> REQUEST 1: Which serialization formats does the post on datetime serialization below discuss? List each one.

> EXTRACT TO READ:
===

Hello,

This week, I've been working on a related topic that I had missed entirely in 
my initial proposal: serialization.

Developers will obtain aware datetimes from Django when USE_TZ = True. We must 
ensure that they serialize correctly.

Currently, the serialization code isn't very consistent with datetimes:
        - JSON: the serializer uses the '%Y-%m-%d %H:%M:%S' format, losing 
microseconds and timezone information. This dates back to the initial commit at 
r3237. See also #10201.
        - XML: the serializer delegates to DateTimeField.value_to_string, who 
also uses the '%Y-%m-%d %H:%M:%S' format.
        - YAML: the serializer handles datetimes natively, and it includes 
microseconds and UTC offset in the output.

I've hesitated between converting datetimes to UTC or rendering them as-is with 
an UTC offset. The former would be more consistent with the database and it's 
recommended in YAML. But the latter avoids modifying the data: not only is it 
faster, but it's also more predictable. Serialization isn't just about storing 
the data for further retrieval, it can be used to print arbitrary data in a 
different format. Finally, when the data comes straight from the database (the 
common case), it will be in UTC anyway.

Eventually, I've decided to serialize aware datetimes without conversion. The 
implementation is here:
https://bitbucket.org/aaugustin/django/compare/..django/django

Here are the new serialization formats for datetimes:
        - JSON: as described in the specification at 
http://www.ecma-international.org/publications/files/ECMA-ST/Ecma-262.pdf > 
15.9.1.15 Date Time String Format.
        - XML: as produced by datetime.isoformat(), ISO8601.

===

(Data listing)
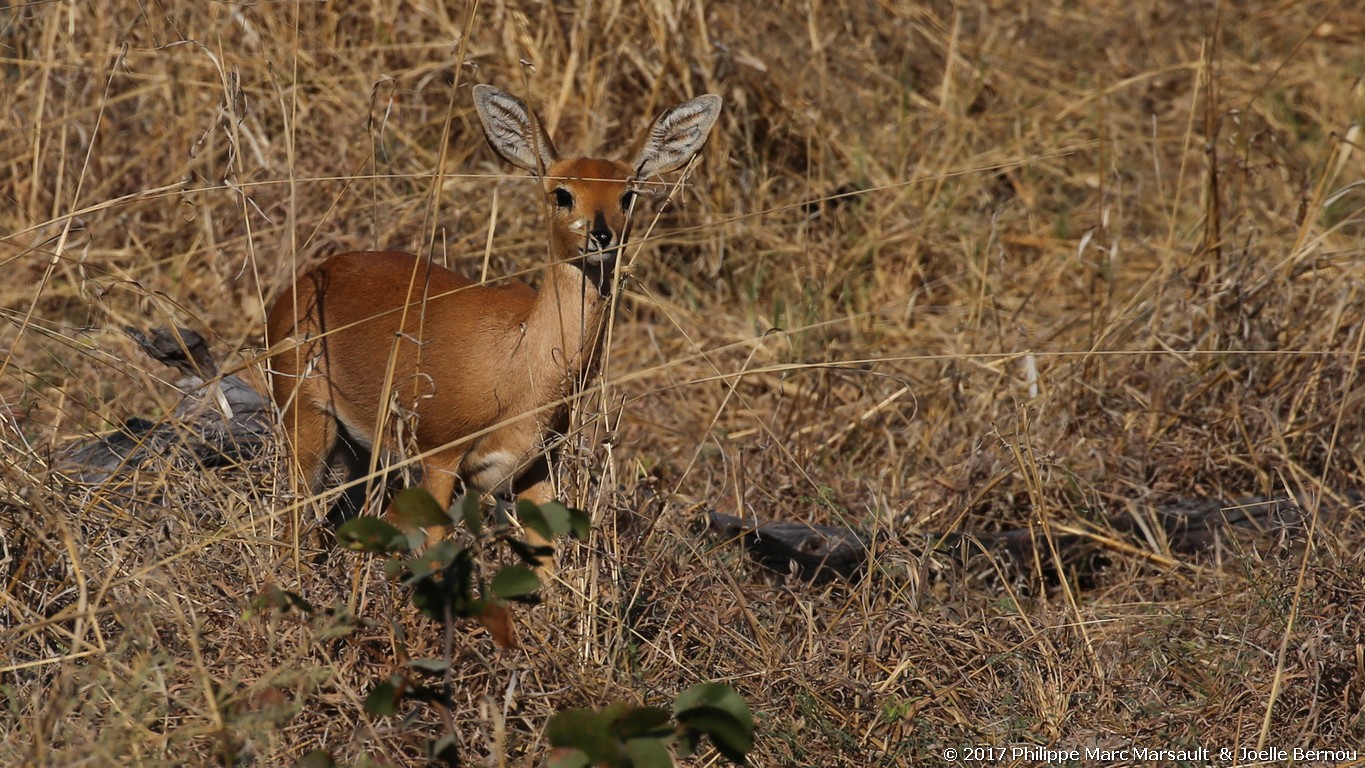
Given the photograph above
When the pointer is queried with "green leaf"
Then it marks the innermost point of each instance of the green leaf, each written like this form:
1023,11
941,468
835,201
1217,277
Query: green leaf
384,700
418,509
643,722
586,731
721,714
729,735
647,753
515,581
370,535
714,695
534,519
471,513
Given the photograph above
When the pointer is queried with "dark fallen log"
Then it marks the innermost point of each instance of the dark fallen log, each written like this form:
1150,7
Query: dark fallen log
1182,527
219,422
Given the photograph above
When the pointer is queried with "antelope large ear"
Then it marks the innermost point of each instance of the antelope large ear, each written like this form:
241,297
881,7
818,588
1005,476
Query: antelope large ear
676,135
513,131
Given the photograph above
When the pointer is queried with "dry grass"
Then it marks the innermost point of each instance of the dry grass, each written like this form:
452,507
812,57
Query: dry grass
1155,208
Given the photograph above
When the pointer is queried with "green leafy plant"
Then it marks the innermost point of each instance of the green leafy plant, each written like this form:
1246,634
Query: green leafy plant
639,737
448,584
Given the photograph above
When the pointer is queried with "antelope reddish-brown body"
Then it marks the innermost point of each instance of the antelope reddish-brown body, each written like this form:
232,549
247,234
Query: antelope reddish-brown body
479,375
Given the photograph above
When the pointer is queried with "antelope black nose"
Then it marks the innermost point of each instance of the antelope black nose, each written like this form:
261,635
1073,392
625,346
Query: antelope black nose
601,239
601,233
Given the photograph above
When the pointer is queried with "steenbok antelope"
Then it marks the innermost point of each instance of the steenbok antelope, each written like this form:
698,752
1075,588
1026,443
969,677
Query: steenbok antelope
481,375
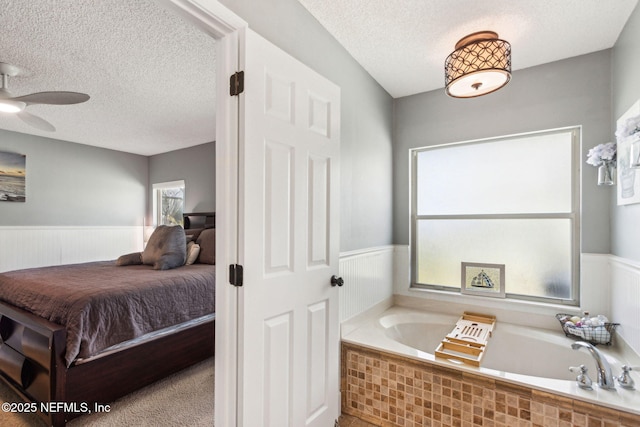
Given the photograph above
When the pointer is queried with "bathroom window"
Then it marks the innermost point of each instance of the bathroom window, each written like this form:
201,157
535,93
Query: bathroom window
511,200
168,203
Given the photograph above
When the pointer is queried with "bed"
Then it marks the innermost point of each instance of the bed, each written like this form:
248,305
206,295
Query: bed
77,336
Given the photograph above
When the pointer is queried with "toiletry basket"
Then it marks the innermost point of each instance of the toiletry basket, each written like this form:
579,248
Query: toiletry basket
592,334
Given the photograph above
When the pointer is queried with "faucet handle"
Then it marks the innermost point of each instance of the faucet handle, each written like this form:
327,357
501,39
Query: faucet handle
625,379
583,379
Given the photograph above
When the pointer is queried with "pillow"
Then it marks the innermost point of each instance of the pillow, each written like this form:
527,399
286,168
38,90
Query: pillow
166,248
207,242
193,250
130,259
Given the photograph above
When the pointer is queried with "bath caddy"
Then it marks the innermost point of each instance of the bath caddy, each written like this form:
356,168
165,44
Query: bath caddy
468,340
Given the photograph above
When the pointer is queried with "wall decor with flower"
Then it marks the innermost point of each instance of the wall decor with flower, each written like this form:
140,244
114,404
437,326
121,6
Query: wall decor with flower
628,165
604,157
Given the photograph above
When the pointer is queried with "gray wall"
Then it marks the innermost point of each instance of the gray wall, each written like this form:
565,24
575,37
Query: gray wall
75,184
625,220
575,91
196,166
366,153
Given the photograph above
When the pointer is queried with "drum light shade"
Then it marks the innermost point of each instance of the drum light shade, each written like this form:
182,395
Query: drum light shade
481,64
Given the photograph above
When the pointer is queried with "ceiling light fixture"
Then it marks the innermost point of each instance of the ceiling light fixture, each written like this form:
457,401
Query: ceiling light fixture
9,106
481,64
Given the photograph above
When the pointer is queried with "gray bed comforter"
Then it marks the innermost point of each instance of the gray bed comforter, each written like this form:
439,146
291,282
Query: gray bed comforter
101,304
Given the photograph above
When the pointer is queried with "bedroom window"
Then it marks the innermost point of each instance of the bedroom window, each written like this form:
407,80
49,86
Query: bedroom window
511,201
168,203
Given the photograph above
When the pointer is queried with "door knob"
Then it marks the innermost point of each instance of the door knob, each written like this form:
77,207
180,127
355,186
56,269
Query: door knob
335,280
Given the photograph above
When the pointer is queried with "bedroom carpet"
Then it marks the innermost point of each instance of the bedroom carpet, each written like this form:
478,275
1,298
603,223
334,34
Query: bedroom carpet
183,399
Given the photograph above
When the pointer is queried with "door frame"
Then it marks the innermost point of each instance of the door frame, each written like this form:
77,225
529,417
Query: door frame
228,30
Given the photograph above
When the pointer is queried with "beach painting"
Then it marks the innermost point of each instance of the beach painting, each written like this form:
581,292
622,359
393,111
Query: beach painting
13,175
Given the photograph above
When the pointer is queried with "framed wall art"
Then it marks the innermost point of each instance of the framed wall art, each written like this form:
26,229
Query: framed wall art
483,279
13,177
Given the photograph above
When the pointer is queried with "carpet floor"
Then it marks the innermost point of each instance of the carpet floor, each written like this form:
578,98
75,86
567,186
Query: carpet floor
183,399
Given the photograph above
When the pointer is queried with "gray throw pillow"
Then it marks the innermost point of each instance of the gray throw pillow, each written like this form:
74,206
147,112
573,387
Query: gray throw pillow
166,248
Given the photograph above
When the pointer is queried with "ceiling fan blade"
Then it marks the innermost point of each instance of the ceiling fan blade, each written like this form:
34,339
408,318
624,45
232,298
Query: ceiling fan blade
53,98
36,122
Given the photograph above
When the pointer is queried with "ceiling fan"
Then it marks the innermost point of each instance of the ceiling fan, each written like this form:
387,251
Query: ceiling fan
18,104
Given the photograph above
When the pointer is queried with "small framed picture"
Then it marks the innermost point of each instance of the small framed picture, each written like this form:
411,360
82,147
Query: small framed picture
483,279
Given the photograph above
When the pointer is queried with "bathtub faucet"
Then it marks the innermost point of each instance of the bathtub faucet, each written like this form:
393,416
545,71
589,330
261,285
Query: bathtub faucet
605,377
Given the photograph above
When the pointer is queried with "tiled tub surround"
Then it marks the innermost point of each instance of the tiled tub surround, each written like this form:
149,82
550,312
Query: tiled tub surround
390,383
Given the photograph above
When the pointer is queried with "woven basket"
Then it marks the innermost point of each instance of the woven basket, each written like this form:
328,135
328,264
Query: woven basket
593,334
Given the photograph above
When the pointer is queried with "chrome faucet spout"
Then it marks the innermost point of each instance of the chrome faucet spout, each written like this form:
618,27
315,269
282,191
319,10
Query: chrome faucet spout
605,377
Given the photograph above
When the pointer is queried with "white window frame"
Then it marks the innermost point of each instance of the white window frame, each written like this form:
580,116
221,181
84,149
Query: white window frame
156,188
573,216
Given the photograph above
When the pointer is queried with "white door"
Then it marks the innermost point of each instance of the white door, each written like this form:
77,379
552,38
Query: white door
288,343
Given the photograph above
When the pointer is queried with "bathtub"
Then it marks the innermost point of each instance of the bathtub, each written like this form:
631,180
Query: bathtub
534,358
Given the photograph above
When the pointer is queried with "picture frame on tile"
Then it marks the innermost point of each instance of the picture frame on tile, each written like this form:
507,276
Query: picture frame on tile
483,279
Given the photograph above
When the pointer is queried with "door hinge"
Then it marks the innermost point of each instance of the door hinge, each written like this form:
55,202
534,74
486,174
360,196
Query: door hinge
236,83
235,274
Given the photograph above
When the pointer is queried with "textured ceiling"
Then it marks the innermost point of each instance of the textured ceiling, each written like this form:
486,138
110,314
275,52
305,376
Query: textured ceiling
403,43
150,75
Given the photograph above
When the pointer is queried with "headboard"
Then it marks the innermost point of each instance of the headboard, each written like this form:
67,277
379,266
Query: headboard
199,220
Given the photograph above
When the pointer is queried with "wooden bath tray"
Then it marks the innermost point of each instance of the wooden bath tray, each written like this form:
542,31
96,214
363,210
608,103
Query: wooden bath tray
468,340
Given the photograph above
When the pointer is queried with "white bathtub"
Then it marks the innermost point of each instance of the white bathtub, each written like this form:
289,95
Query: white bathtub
536,358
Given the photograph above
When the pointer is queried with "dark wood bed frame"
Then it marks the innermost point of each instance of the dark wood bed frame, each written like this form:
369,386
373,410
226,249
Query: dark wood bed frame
32,363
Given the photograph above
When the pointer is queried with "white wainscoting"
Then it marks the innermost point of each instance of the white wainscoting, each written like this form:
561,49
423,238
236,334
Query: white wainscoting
625,299
38,246
368,279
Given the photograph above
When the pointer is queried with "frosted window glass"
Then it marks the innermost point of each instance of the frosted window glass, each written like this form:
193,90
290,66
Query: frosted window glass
520,175
536,252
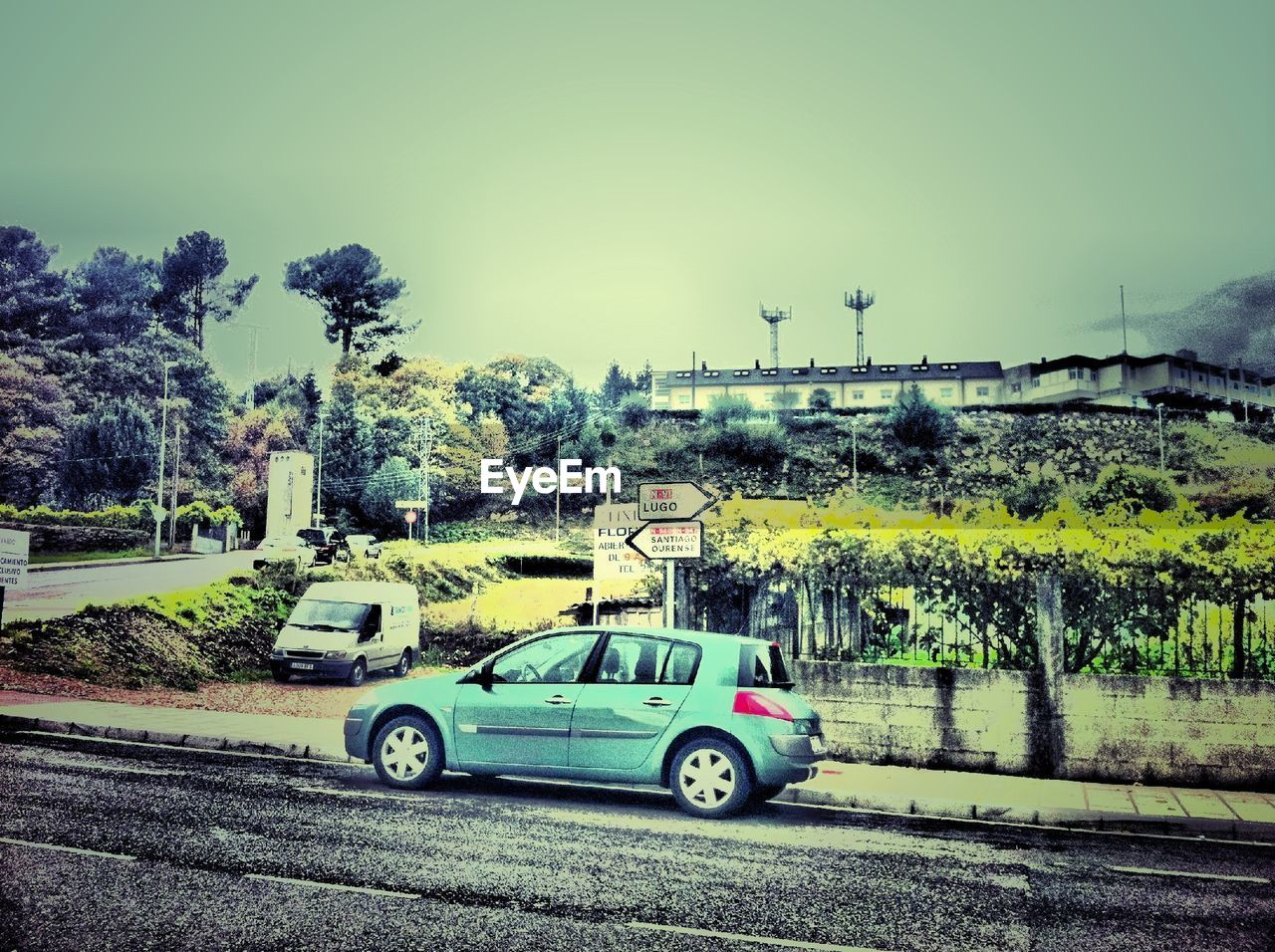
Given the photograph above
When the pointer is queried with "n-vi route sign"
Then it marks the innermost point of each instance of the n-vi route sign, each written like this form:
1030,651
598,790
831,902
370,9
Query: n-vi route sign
670,501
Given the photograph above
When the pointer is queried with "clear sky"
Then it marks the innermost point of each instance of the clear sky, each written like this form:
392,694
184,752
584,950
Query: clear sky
602,180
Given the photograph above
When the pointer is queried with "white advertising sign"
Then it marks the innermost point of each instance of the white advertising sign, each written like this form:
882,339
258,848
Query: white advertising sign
14,550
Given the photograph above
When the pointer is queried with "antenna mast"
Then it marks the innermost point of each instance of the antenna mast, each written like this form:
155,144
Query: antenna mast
860,302
773,319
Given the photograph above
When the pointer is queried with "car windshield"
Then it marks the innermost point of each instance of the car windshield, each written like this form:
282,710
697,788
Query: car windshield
329,615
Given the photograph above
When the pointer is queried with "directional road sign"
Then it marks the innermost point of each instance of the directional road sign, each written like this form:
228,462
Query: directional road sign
672,501
668,539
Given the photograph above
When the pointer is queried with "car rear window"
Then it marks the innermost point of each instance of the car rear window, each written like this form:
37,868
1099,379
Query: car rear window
763,665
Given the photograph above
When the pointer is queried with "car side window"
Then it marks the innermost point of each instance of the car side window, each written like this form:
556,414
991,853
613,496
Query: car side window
632,659
558,659
682,661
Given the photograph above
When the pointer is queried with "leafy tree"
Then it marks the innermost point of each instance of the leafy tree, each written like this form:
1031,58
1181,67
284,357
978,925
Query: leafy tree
31,428
636,412
33,300
385,486
109,456
918,429
191,288
820,399
616,386
724,409
113,295
1134,488
350,286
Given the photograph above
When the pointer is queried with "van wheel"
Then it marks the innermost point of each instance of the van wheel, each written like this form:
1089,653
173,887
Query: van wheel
404,664
408,753
710,779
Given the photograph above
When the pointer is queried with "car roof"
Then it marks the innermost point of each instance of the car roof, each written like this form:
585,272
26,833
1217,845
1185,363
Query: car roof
699,637
363,592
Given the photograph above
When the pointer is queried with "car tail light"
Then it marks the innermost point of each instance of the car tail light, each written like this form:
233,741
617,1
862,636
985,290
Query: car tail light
760,705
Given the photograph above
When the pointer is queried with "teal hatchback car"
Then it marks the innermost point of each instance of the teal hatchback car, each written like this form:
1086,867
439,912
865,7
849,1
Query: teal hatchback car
711,716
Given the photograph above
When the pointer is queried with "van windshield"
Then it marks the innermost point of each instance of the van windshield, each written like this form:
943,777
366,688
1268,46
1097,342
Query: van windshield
329,615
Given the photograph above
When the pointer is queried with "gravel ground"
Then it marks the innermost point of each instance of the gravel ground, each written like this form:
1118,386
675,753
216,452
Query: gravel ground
304,698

===

> REQUEST 2: How many lines of the rows above contain the string "reddish", with case counting? Reply with the number only.

> WRITTEN SOLUTION 1: JSON, XML, YAML

> WRITTEN SOLUTION 2: 3